# start of MATERIALS PROVIDED
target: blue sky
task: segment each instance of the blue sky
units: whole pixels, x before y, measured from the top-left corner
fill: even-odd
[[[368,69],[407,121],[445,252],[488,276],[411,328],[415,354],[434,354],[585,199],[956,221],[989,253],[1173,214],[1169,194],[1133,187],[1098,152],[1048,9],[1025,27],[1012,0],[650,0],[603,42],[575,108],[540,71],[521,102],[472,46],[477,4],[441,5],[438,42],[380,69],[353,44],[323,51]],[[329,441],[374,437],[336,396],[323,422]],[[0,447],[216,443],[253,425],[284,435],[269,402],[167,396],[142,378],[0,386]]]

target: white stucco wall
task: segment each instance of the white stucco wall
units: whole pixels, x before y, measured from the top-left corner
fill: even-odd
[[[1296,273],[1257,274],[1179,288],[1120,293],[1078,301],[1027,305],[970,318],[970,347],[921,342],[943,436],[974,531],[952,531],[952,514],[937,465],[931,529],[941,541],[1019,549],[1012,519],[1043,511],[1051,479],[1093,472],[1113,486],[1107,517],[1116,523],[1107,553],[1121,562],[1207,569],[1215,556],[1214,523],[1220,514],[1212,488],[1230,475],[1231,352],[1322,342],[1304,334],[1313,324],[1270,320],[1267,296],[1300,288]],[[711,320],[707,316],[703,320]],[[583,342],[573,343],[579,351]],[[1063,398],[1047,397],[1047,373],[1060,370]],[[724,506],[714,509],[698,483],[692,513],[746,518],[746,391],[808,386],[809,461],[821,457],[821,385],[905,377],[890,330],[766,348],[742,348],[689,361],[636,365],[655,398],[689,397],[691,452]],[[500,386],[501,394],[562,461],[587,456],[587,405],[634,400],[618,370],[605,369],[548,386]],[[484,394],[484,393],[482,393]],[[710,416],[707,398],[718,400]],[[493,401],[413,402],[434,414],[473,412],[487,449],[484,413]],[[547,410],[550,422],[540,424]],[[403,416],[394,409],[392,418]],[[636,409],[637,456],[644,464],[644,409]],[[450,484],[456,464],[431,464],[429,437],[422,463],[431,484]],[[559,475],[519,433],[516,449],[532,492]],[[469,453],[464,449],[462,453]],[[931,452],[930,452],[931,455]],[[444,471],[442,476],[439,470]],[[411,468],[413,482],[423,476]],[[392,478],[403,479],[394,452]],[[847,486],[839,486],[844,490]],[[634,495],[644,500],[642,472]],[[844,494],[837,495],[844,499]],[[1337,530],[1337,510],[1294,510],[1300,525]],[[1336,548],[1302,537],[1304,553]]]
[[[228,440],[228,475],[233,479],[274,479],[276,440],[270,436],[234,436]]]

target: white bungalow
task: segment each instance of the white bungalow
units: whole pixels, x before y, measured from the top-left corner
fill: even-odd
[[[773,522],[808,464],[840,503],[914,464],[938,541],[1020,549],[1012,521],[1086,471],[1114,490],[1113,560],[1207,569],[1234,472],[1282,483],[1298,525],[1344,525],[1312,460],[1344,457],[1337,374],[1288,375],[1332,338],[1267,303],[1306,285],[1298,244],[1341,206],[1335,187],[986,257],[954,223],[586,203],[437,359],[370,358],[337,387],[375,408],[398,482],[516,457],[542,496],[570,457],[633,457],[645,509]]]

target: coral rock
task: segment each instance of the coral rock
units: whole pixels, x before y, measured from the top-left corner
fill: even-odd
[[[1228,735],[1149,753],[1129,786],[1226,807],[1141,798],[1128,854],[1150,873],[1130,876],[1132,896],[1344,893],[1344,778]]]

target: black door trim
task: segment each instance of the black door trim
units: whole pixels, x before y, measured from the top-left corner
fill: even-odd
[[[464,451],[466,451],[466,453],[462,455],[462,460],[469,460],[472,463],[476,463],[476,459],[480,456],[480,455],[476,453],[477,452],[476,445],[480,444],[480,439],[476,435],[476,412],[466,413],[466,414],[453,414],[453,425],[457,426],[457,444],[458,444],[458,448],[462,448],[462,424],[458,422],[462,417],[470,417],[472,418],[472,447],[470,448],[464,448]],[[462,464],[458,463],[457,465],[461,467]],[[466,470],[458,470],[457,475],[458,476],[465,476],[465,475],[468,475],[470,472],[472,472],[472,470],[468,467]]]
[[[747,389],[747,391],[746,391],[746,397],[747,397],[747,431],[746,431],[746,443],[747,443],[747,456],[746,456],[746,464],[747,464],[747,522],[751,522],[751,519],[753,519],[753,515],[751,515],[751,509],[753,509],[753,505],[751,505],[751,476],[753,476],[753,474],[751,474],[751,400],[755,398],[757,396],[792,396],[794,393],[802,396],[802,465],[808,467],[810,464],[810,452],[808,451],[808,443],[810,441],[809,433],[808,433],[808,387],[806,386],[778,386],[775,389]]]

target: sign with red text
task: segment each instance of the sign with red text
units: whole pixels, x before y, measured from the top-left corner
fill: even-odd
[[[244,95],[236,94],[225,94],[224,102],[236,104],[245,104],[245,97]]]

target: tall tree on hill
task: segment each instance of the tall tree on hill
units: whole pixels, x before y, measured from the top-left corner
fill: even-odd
# end of MATERIALS PROVIDED
§ EXERCISE:
Starting with the line that contains "target: sign with red text", write out each line through the end of the listing, exactly as it appears, and include nothing else.

§ IN RESPONSE:
target: sign with red text
task: segment each instance of the sign with red text
units: whole pixels, x before y, measured from the top-left corner
fill: even-odd
[[[244,95],[236,94],[225,94],[224,102],[236,104],[245,104],[245,97]]]

target: tall tree on hill
task: segment each instance of the tall tree on hill
units: whole pixels, x before y, measured from the top-left corner
fill: even-odd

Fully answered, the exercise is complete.